§ **Task inputs**
━━━━━━━━━━━━━━━━
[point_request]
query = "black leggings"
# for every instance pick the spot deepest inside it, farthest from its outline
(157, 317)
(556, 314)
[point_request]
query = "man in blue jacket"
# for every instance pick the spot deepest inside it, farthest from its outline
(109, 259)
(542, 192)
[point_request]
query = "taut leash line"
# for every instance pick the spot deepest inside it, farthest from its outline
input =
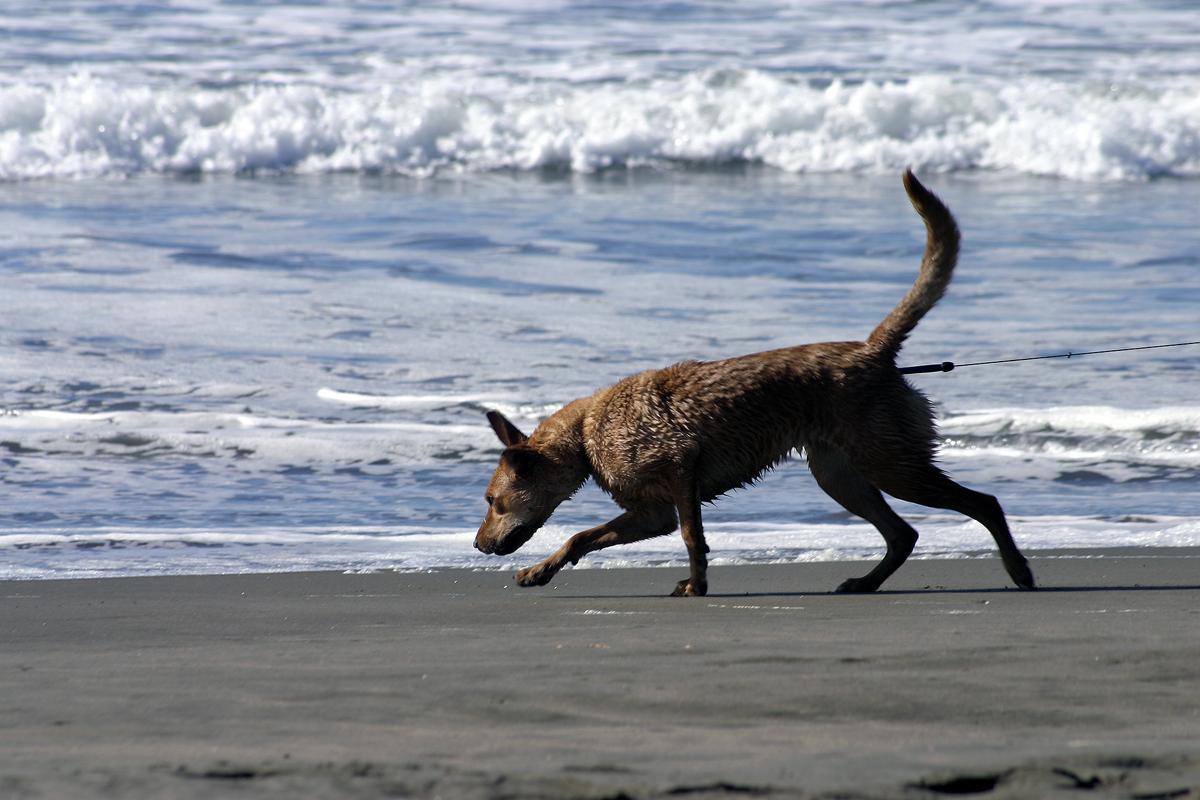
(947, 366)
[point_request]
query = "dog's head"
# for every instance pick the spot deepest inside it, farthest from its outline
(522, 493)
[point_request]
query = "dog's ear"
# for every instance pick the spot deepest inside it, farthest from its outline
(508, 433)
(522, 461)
━━━━━━━━━━━━━━━━
§ **What you should do**
Return all of the records above line for line without any changes, but leave out the pictures.

§ **Expected answer**
[point_request]
query = "black leggings"
# for every instance pick the spot deepest inside it, farthest from its outline
(157, 317)
(556, 314)
[point_request]
query = "man in blue jacket"
# for every instance pick the spot deepest inside it, farthest from its outline
(109, 259)
(542, 192)
[point_request]
query = "taut leash line"
# for every instance pick the spot deepest inside it, farthest from its outline
input =
(947, 366)
[point_request]
query = "dog's head"
# for every instance pick the spot deepest inside it, farthest from its outline
(522, 493)
[point_request]
query = "dog's ear"
# for every instance pick the spot deepest inside it, farthest from its outline
(508, 433)
(522, 461)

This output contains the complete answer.